**** EXTRAIT CHOISI
Est ce que le NY Times se fout de notre gueule?

10 commentaires sur “Est ce que le NY Times se fout de notre gueule?”

  1. J’avoue ne pas bien comprendre la question que tu poses. En quoi le New York Times se moquerait-il de nous ?

    En 2000, j’ai monté une SSII spécialisée dans le développement de jeux vidéo. Vers 2000, un dossier du Ministère de la Culture français notait qu’en 1999 (ou 2000, je ne sais plus, je cite de mémoire), il y avait eu plus de fermetures de sociétés dans le domaine de jeux vidéo en France que les 10 années précédentes cumulées. En 2006, suite à un gros impayé d’un important client de ma société, ma société s’est vu contrainte de déposer le bilan et est en cours de liquidation, rejoignant ainsi l’immense cimetière des sociétés de jeux vidéo françaises ayant cessé d’exister.

    A côté, Atari a fermé tous ses studio internes (il reste des studios externes dont la société possède 100 % des parts, mais ils sont mis en vente, pour une part), Ubi Soft a préféré délocaliser au Canada, ou faire sous-traiter en Asie du Sud Est, et parfois dans les pays d’Europe de l’Est. Face à l’empleur du phénomène, il est alors difficile de se dire que les problèmes rencontrés par les sociétés de jeux vidéo françaises soient des cas à traiter chacune séparément.
********
**** LIGNES RECENSÉES
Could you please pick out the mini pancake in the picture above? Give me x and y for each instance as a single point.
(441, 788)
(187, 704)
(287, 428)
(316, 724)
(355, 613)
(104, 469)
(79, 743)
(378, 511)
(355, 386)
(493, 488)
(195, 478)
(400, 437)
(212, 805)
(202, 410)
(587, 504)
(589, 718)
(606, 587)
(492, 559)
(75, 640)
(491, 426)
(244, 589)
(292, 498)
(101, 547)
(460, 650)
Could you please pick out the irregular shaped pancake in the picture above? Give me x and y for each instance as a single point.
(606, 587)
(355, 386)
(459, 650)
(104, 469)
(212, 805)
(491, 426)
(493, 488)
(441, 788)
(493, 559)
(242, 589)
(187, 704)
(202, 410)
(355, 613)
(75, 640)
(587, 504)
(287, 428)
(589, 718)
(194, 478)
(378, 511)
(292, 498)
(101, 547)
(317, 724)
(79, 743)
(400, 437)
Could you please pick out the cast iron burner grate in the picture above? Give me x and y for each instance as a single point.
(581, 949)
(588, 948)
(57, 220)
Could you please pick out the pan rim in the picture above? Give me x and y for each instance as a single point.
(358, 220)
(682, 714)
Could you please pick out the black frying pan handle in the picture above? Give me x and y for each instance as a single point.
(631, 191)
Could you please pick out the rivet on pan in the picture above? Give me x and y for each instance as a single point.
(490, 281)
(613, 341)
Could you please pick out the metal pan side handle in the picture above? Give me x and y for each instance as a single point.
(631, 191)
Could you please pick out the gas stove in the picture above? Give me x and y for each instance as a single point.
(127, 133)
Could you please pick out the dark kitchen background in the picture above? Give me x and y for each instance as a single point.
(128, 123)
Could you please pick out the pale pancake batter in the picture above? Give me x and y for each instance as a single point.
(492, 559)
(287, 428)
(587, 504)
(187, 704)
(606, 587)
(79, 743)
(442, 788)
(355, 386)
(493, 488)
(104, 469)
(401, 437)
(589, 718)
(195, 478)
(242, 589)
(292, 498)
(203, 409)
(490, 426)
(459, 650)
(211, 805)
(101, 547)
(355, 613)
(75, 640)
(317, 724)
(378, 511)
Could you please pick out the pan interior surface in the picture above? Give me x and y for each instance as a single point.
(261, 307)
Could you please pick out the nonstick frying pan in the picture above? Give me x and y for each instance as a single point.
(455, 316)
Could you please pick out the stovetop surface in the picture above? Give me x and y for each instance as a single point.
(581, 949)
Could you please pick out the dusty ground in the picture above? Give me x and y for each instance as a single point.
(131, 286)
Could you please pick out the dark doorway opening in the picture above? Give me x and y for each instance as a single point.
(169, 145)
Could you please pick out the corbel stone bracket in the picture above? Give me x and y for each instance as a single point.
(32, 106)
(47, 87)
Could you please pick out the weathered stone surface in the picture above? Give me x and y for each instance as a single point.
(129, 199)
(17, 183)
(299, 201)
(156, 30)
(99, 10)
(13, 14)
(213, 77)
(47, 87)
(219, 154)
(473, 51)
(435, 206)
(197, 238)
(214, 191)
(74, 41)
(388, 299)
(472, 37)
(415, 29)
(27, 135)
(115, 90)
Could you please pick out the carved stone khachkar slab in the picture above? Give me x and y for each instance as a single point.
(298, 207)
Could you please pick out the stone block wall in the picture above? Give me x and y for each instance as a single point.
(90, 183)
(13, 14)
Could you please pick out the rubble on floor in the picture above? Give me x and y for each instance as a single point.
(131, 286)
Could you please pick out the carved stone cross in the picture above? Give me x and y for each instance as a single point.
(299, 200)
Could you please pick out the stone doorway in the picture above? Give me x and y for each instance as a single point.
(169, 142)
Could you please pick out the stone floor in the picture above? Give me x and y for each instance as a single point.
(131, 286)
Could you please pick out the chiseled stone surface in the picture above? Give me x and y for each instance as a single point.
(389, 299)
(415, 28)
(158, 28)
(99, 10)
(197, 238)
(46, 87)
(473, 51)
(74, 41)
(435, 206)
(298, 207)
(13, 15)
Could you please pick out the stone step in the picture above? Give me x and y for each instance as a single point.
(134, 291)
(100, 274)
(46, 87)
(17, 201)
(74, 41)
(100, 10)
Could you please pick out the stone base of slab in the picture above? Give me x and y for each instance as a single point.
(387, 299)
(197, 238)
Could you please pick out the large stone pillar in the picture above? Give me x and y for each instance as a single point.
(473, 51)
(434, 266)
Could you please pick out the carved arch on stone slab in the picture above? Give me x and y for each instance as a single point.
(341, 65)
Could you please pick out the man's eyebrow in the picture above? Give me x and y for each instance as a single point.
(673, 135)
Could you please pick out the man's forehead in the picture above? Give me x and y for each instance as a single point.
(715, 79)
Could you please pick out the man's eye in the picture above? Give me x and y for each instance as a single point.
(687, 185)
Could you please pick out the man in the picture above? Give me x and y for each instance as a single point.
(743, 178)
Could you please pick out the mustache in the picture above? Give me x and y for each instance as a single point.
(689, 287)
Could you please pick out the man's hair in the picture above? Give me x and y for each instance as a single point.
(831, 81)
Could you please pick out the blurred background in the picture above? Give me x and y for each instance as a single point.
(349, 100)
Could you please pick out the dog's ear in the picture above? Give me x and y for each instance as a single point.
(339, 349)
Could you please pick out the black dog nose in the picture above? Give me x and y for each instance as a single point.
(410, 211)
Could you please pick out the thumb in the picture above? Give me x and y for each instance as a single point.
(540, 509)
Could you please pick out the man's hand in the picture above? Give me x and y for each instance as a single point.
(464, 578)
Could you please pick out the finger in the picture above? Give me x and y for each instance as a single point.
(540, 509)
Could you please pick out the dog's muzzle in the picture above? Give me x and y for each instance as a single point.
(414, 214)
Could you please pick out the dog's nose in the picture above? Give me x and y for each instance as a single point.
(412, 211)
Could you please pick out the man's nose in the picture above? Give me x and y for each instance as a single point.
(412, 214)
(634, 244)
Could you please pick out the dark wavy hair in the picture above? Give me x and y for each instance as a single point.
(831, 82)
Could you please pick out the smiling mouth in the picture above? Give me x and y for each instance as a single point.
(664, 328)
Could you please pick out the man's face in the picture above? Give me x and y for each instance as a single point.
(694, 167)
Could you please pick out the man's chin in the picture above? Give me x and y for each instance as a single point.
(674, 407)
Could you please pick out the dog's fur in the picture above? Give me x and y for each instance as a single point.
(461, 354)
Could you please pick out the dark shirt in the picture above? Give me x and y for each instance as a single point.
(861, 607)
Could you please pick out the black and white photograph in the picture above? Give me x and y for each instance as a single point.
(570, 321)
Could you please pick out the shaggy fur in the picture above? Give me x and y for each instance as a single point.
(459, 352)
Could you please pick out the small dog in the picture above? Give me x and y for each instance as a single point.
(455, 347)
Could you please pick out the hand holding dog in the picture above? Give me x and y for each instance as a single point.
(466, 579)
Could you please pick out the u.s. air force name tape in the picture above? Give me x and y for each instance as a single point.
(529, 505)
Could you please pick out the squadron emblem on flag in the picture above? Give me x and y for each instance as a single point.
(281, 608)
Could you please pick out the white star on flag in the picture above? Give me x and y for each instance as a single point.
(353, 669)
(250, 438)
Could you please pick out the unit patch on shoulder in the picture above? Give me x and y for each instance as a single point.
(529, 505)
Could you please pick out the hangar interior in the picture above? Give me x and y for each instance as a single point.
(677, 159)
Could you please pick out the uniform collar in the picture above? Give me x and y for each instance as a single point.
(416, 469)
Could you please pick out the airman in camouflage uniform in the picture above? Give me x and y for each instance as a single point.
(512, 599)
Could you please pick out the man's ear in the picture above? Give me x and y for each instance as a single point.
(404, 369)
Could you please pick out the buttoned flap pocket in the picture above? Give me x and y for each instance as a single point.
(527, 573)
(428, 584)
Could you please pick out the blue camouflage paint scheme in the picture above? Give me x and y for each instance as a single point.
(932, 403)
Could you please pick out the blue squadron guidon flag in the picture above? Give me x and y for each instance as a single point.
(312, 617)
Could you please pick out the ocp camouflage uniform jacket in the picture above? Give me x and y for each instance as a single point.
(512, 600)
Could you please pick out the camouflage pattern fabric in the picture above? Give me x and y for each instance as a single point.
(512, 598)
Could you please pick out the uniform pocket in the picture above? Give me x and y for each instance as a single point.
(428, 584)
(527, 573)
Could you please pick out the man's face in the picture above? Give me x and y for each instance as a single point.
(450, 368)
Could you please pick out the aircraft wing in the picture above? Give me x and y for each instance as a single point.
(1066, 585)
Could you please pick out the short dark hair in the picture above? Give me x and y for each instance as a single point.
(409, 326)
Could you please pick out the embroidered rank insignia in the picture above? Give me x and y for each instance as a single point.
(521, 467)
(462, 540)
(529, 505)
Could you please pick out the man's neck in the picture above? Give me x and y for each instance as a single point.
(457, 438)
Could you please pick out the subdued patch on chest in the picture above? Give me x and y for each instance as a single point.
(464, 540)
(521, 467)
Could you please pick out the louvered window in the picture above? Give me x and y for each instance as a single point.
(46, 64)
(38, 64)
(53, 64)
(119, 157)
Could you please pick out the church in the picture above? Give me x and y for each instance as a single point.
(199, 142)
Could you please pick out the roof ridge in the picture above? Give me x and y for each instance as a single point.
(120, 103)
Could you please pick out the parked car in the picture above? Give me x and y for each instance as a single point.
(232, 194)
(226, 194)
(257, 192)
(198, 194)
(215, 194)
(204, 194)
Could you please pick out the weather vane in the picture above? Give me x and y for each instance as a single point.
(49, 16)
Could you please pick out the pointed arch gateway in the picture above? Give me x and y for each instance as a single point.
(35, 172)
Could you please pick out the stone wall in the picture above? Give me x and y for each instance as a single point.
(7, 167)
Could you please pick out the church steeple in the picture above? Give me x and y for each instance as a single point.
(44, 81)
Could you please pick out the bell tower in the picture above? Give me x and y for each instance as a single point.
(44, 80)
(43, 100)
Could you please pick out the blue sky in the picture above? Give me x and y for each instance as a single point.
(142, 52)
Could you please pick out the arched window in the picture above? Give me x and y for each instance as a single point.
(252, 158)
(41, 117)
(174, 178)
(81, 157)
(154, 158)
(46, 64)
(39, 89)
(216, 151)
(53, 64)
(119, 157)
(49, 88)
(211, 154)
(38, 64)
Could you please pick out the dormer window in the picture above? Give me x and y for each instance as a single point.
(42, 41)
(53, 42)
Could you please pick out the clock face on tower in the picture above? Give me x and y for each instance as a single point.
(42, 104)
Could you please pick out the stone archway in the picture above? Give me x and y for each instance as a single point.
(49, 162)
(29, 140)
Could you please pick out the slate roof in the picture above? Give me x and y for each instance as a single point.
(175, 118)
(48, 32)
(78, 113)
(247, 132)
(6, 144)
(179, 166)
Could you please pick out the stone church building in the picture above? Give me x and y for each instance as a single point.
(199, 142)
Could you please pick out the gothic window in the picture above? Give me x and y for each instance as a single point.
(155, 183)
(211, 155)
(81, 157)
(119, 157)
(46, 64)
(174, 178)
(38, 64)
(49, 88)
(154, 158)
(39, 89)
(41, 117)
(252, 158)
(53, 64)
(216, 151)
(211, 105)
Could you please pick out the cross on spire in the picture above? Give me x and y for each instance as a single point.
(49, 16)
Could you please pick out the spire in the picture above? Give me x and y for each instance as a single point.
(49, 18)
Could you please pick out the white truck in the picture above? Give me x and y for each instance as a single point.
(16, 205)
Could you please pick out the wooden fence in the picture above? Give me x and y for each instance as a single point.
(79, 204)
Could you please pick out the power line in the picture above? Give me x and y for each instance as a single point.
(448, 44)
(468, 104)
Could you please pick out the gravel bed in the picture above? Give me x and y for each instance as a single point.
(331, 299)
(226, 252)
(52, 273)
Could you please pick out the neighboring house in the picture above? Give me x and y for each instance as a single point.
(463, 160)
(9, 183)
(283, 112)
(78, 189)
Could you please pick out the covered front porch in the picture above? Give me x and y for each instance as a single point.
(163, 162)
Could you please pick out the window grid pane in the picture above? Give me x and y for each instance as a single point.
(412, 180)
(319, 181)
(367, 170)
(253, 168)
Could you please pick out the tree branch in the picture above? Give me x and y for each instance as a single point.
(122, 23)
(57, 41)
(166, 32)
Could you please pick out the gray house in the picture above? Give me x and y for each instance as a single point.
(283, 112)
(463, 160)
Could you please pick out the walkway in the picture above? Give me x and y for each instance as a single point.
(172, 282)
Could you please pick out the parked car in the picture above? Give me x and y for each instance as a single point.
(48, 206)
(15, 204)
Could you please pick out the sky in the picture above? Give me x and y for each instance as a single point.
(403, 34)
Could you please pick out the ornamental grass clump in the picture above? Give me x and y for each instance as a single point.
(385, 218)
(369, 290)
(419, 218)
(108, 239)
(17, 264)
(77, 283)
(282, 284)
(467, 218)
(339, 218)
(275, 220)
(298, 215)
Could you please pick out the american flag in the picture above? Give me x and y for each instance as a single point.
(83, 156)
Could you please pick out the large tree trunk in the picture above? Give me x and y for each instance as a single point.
********
(CONSIGNE): Recopiez tout ce qui va de « A côté, Atari » jusqu'à « traiter chacune séparément. » dans le passage sur les jeux vidéo, en renommant « Ubi Soft » en « Ubisoft ».

(RÉPONSE):
A côté, Atari a fermé tous ses studio internes (il reste des studios externes dont la société possède 100 % des parts, mais ils sont mis en vente, pour une part), Ubisoft a préféré délocaliser au Canada, ou faire sous-traiter en Asie du Sud Est, et parfois dans les pays d’Europe de l’Est. Face à l’empleur du phénomène, il est alors difficile de se dire que les problèmes rencontrés par les sociétés de jeux vidéo françaises soient des cas à traiter chacune séparément.